> DATA PROVIDED
━━━━

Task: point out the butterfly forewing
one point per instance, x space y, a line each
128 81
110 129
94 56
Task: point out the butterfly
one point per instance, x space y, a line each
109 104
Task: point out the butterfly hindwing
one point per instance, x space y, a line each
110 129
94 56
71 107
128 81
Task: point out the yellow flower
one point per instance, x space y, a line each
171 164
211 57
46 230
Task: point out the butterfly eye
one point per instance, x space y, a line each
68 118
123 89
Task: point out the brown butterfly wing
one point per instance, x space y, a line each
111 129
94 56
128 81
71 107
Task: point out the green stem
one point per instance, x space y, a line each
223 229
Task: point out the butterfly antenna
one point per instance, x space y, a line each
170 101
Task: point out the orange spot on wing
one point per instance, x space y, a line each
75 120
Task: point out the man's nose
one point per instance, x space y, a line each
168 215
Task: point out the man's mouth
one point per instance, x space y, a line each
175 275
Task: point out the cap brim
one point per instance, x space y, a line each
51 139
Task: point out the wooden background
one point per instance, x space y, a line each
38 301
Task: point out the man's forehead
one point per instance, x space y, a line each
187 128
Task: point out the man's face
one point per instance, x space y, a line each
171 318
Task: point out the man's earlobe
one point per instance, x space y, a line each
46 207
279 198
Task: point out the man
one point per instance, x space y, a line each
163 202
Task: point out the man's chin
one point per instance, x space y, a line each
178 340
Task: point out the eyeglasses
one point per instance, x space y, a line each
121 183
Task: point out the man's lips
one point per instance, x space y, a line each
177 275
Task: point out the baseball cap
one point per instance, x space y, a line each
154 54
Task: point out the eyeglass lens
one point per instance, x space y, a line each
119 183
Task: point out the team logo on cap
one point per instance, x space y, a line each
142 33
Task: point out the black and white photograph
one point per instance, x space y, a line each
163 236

━━━━

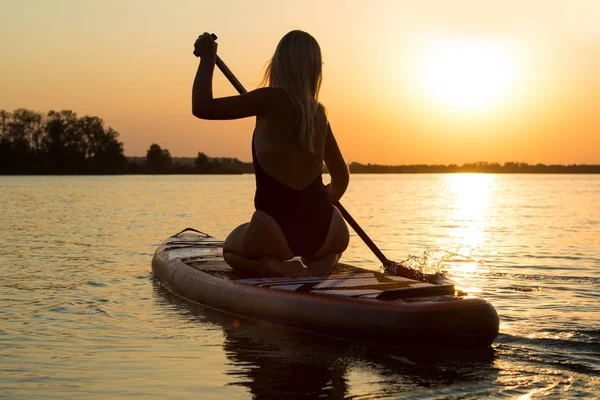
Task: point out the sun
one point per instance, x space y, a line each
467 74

━━━━

> TASK DIRECTIONS
Return every line from the rows above that contains the word "butterfly", copying each one in full.

> FINISHED TASK
Task: point out the butterfly forewing
Task: point out the butterfly
Task: point out the butterfly hindwing
Task: point out the butterfly eye
Task: point out the brown butterfly wing
Task: point out the butterfly antenna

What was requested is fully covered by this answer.